Requirement: Among the lines below, take the one holding "Target: parking lot", the one holding "[point] blue tent", and all lines between them. Set them down exactly.

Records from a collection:
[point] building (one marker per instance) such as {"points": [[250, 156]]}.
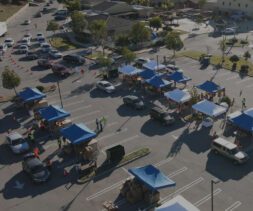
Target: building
{"points": [[245, 6]]}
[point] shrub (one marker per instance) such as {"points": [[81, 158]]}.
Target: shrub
{"points": [[40, 88]]}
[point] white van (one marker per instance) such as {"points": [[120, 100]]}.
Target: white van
{"points": [[229, 150]]}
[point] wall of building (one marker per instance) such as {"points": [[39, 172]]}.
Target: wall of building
{"points": [[242, 5]]}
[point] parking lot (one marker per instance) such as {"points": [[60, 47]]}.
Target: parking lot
{"points": [[181, 152]]}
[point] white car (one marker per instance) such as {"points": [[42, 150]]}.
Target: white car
{"points": [[28, 36], [3, 47], [23, 49], [25, 41], [105, 86], [17, 143], [9, 42], [45, 47], [39, 35], [55, 54]]}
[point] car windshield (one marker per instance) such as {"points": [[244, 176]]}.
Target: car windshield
{"points": [[37, 169], [17, 141]]}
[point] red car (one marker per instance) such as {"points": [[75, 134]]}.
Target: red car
{"points": [[61, 70]]}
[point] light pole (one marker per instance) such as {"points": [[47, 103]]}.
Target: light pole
{"points": [[213, 181]]}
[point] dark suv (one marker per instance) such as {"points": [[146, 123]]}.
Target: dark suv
{"points": [[74, 59], [161, 115]]}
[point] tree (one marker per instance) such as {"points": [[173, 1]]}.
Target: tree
{"points": [[173, 42], [10, 79], [223, 48], [122, 40], [128, 55], [98, 30], [140, 33], [73, 5], [247, 55], [155, 22], [78, 23], [52, 26]]}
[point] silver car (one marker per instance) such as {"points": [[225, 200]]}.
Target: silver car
{"points": [[17, 143]]}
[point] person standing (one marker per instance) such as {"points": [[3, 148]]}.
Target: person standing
{"points": [[59, 142]]}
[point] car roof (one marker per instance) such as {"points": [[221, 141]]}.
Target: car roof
{"points": [[225, 143], [14, 136], [33, 162]]}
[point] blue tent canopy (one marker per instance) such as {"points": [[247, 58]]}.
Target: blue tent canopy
{"points": [[129, 70], [147, 74], [179, 96], [31, 94], [152, 65], [158, 82], [210, 87], [53, 113], [209, 108], [152, 177], [178, 77], [77, 133]]}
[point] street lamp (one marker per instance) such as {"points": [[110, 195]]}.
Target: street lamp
{"points": [[213, 181]]}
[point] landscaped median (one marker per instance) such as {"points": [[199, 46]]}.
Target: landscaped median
{"points": [[111, 166], [216, 60]]}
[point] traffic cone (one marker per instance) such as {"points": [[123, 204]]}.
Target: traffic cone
{"points": [[65, 173]]}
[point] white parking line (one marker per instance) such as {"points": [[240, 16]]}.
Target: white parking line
{"points": [[182, 189], [80, 108], [234, 206], [112, 134], [207, 197], [120, 142], [243, 80], [85, 115], [232, 77]]}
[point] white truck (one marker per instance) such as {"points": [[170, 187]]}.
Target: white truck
{"points": [[3, 28]]}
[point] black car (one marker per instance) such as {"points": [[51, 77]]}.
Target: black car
{"points": [[60, 17], [35, 168], [133, 101], [44, 63], [74, 59], [161, 115], [31, 56]]}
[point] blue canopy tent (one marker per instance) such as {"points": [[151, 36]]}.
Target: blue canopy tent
{"points": [[209, 108], [77, 133], [152, 65], [152, 177], [177, 95], [53, 113], [243, 120], [129, 70], [178, 203], [210, 87], [178, 77], [31, 94], [147, 74], [158, 82]]}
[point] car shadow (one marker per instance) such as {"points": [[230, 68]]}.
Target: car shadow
{"points": [[224, 169], [125, 110], [154, 127], [50, 78]]}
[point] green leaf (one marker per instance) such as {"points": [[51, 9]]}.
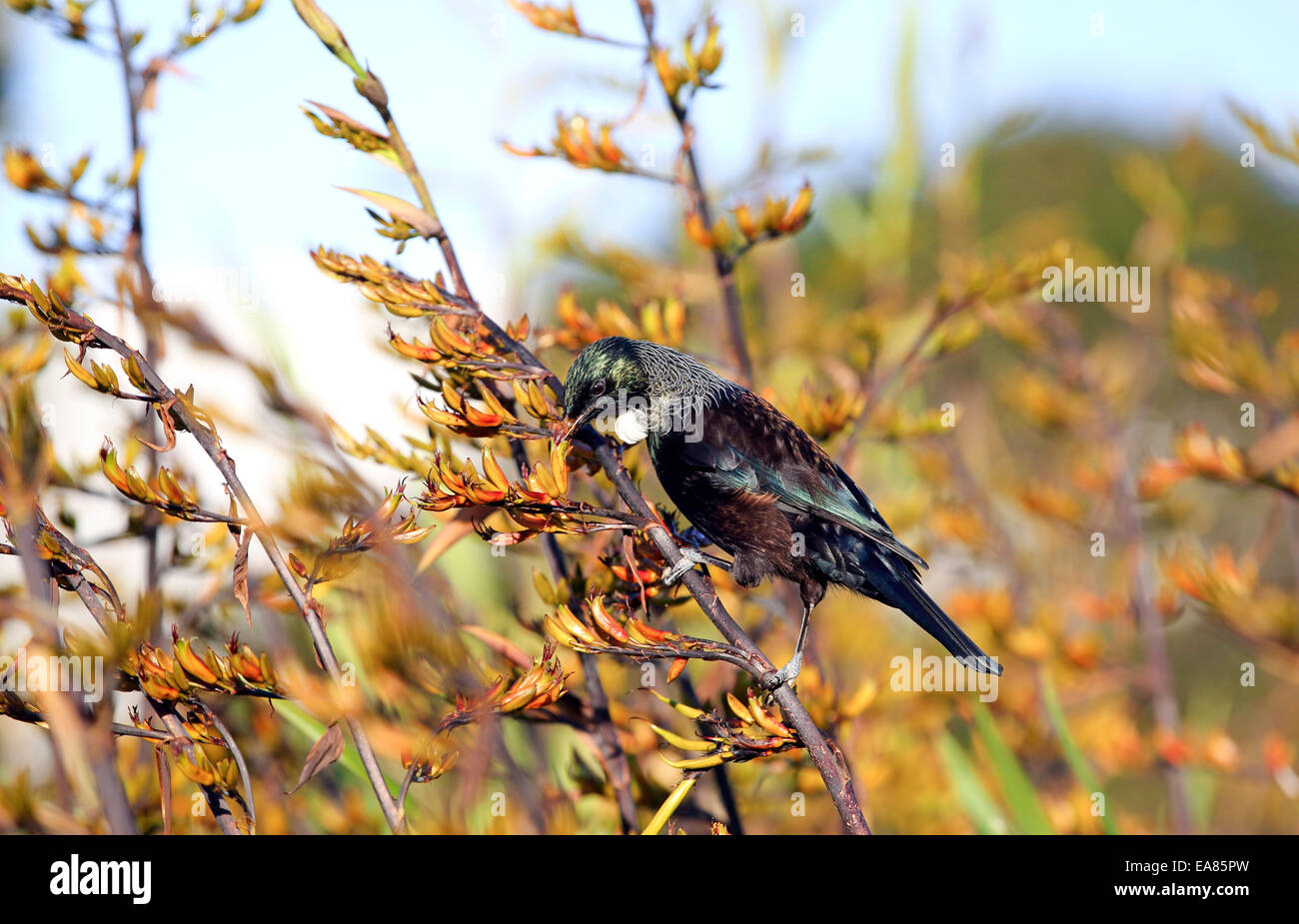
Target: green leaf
{"points": [[1016, 788], [1073, 754], [973, 796]]}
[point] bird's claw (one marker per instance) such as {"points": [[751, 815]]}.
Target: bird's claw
{"points": [[688, 559], [773, 680]]}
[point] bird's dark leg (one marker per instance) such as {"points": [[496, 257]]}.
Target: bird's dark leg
{"points": [[790, 671]]}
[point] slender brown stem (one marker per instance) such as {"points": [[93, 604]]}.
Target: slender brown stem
{"points": [[211, 444], [134, 256], [597, 699], [722, 263]]}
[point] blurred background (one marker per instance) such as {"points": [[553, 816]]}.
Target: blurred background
{"points": [[946, 143]]}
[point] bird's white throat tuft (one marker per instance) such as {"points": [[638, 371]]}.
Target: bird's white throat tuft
{"points": [[632, 426]]}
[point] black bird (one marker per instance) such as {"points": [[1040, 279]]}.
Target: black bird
{"points": [[753, 484]]}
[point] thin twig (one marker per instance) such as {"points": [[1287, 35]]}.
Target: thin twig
{"points": [[722, 263]]}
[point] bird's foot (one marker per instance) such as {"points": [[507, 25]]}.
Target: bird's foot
{"points": [[773, 680], [689, 556]]}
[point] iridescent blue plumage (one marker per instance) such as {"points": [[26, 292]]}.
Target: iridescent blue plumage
{"points": [[754, 484]]}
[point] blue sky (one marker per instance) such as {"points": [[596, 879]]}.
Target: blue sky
{"points": [[239, 185]]}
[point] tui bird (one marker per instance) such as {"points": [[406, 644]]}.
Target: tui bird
{"points": [[753, 484]]}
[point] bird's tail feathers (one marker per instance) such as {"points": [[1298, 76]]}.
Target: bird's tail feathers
{"points": [[910, 598]]}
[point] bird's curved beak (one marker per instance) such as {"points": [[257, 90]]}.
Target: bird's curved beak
{"points": [[573, 426]]}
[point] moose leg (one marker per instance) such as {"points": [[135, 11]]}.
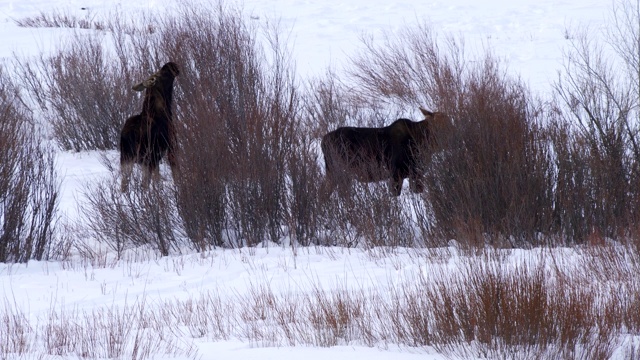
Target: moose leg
{"points": [[416, 184], [395, 185], [151, 174], [173, 164]]}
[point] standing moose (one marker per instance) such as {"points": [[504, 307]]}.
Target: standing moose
{"points": [[396, 152], [146, 137]]}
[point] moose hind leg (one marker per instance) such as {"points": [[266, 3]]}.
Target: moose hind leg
{"points": [[126, 168], [416, 184], [395, 186]]}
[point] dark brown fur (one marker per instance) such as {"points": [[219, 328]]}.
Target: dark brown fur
{"points": [[145, 138], [393, 152]]}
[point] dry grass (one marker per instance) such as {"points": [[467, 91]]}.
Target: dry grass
{"points": [[508, 306]]}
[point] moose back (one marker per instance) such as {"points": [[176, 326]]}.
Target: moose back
{"points": [[394, 152]]}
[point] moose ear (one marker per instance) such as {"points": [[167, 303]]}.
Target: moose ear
{"points": [[138, 87], [425, 112]]}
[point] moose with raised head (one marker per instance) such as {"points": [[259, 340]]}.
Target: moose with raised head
{"points": [[394, 152], [145, 138]]}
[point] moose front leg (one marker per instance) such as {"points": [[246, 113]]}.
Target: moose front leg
{"points": [[416, 184], [395, 185]]}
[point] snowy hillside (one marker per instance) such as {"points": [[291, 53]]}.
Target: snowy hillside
{"points": [[529, 36]]}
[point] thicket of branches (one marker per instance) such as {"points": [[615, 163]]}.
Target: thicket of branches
{"points": [[515, 171]]}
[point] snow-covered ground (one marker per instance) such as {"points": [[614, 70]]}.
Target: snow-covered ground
{"points": [[529, 35]]}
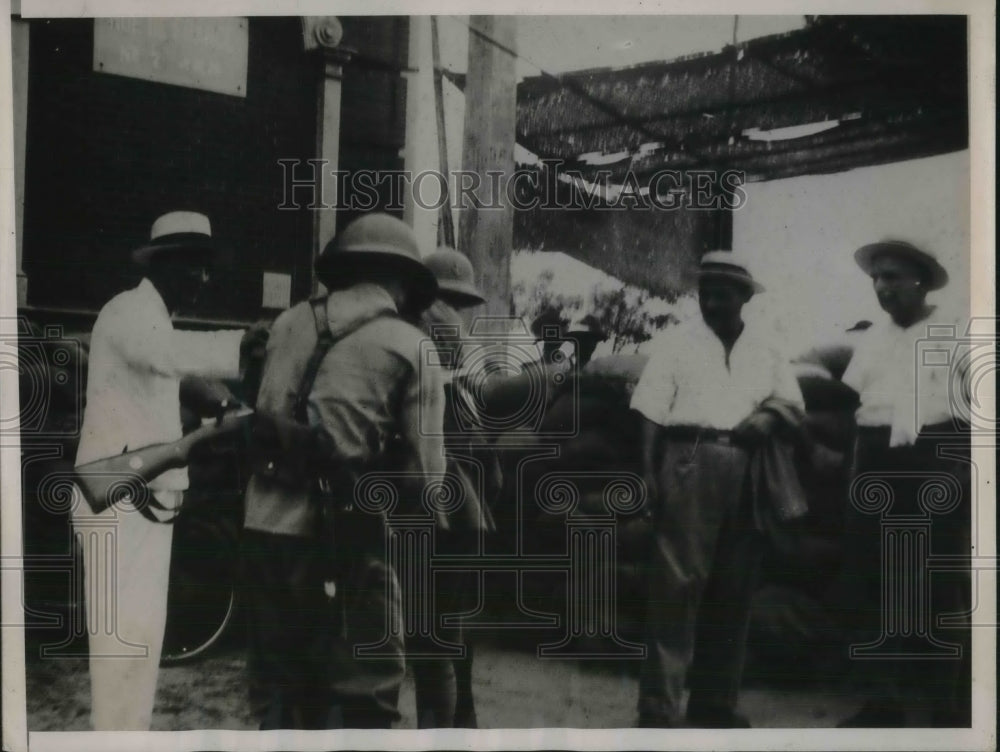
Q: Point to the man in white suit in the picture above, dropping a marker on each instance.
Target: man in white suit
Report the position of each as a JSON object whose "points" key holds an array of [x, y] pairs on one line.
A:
{"points": [[137, 359]]}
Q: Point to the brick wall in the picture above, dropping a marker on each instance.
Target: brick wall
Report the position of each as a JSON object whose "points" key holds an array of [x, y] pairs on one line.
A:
{"points": [[107, 154]]}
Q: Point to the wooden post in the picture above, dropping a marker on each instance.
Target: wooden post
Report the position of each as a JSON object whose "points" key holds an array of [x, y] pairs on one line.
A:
{"points": [[322, 35], [486, 227], [19, 58], [446, 227]]}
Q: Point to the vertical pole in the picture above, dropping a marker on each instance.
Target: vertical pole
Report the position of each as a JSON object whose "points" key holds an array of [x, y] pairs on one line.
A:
{"points": [[446, 229], [19, 59], [328, 151], [486, 226]]}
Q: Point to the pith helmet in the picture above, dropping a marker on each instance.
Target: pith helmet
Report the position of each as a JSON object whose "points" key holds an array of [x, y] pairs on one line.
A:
{"points": [[936, 276], [455, 278], [378, 242], [730, 266]]}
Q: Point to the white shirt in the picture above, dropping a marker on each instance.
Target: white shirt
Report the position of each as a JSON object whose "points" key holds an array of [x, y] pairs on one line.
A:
{"points": [[894, 391], [688, 382], [136, 362]]}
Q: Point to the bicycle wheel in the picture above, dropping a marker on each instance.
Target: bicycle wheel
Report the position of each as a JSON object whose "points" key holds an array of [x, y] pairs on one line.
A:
{"points": [[203, 600]]}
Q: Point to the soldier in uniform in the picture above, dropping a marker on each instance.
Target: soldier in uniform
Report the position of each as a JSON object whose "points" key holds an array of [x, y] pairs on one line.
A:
{"points": [[444, 686], [318, 580]]}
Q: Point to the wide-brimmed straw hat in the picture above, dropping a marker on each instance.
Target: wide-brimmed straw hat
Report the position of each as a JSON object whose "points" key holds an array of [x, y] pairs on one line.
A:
{"points": [[936, 276], [176, 231], [728, 265]]}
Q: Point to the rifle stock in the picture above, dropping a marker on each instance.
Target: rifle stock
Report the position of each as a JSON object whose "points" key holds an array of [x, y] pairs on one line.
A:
{"points": [[124, 477]]}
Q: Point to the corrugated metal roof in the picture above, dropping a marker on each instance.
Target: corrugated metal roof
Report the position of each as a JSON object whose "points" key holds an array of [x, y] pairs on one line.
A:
{"points": [[898, 86]]}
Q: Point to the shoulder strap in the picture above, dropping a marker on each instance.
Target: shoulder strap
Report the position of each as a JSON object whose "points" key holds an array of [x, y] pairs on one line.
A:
{"points": [[324, 341]]}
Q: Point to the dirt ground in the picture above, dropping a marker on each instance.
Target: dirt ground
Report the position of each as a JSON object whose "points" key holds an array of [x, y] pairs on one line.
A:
{"points": [[513, 688]]}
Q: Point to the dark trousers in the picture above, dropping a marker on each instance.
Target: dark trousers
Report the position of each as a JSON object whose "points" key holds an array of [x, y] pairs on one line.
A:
{"points": [[907, 504], [443, 678], [304, 666], [701, 573]]}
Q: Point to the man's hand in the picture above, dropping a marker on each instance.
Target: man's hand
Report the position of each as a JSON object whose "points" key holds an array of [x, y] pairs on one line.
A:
{"points": [[756, 429]]}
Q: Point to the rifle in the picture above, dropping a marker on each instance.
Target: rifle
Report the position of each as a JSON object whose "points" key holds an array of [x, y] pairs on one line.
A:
{"points": [[125, 477]]}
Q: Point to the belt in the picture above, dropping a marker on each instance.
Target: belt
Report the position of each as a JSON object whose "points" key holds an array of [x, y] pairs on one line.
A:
{"points": [[697, 433]]}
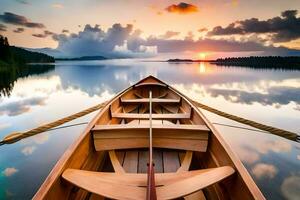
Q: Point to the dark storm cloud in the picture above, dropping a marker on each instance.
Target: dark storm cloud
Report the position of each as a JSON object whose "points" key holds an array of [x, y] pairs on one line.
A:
{"points": [[19, 30], [283, 28], [3, 27], [182, 8], [11, 18]]}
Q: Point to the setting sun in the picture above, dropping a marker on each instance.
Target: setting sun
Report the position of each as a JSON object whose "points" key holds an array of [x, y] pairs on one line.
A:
{"points": [[202, 55]]}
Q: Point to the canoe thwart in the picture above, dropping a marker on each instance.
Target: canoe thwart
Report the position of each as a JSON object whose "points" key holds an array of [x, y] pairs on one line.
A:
{"points": [[131, 186]]}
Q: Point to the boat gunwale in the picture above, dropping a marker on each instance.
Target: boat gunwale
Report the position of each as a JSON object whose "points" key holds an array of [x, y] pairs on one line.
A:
{"points": [[60, 165]]}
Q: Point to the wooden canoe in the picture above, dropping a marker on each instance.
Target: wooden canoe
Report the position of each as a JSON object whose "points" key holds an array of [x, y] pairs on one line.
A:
{"points": [[109, 159]]}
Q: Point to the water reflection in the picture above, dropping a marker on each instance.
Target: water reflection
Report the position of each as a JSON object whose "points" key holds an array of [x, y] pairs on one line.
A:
{"points": [[8, 76], [268, 96]]}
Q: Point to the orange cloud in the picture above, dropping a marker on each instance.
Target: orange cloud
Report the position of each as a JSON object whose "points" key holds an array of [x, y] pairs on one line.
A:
{"points": [[182, 8]]}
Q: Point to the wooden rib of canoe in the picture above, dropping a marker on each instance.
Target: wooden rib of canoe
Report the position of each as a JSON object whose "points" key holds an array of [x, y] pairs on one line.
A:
{"points": [[109, 160]]}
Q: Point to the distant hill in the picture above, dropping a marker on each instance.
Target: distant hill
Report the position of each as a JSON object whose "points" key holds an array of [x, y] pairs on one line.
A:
{"points": [[11, 55], [177, 60], [290, 62], [84, 58]]}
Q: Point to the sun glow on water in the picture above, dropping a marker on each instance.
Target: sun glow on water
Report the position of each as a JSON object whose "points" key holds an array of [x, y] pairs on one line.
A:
{"points": [[202, 55], [202, 68]]}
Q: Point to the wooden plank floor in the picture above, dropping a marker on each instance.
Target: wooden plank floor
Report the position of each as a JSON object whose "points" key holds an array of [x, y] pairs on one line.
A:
{"points": [[135, 160]]}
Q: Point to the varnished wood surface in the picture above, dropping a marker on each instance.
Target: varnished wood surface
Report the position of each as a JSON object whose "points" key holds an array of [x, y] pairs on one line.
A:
{"points": [[164, 160], [216, 152], [122, 186]]}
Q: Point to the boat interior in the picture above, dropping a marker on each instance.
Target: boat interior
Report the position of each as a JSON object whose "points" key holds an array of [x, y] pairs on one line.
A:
{"points": [[188, 160]]}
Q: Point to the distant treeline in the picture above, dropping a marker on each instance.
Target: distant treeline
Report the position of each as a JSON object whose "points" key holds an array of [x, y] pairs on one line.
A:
{"points": [[11, 56], [9, 75], [278, 62], [83, 58]]}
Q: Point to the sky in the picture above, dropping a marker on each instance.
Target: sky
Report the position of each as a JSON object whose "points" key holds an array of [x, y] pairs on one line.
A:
{"points": [[200, 29]]}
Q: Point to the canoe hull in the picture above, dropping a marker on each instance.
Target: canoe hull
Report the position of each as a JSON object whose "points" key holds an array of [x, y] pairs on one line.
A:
{"points": [[83, 155]]}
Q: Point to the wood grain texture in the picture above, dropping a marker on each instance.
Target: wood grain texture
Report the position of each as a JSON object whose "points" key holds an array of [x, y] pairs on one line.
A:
{"points": [[171, 161], [130, 164], [124, 186]]}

Result below:
Target: parking lot
{"points": [[181, 152]]}
[point] white car (one marker per instance) such as {"points": [[42, 150]]}.
Target: white car
{"points": [[28, 36], [3, 47], [23, 49], [25, 41], [105, 86], [17, 143], [9, 42], [45, 47], [39, 35], [55, 54]]}
[point] car windshield (one marker per instance) such as {"points": [[244, 176]]}.
Target: car windshield
{"points": [[37, 169], [17, 141]]}
[point] red car (one marker per instance) such as {"points": [[75, 134]]}.
Target: red car
{"points": [[61, 70]]}
[point] light pole (one marker per instance) such as {"points": [[47, 103]]}.
Target: light pole
{"points": [[213, 181]]}
[point] dark suv (one marker per instance) such as {"points": [[146, 123]]}.
Target: dark suv
{"points": [[74, 59], [161, 115]]}
[point] tree (one marker per instance) such as {"points": [[173, 1]]}.
Target: tree
{"points": [[173, 42], [10, 79], [223, 48], [122, 40], [128, 55], [98, 30], [140, 33], [73, 5], [247, 55], [155, 22], [78, 23], [52, 26]]}
[point] silver car (one marker per instance) such as {"points": [[225, 200]]}.
Target: silver car
{"points": [[17, 143]]}
[point] person standing (one marker per instance) such as {"points": [[3, 148]]}.
Target: person standing
{"points": [[59, 142]]}
[point] car roof (one marker per instance) such as {"points": [[221, 141]]}.
Target: car roof
{"points": [[225, 143], [14, 136], [33, 162]]}
[point] blue tent canopy (one marker per instance) such as {"points": [[247, 58]]}.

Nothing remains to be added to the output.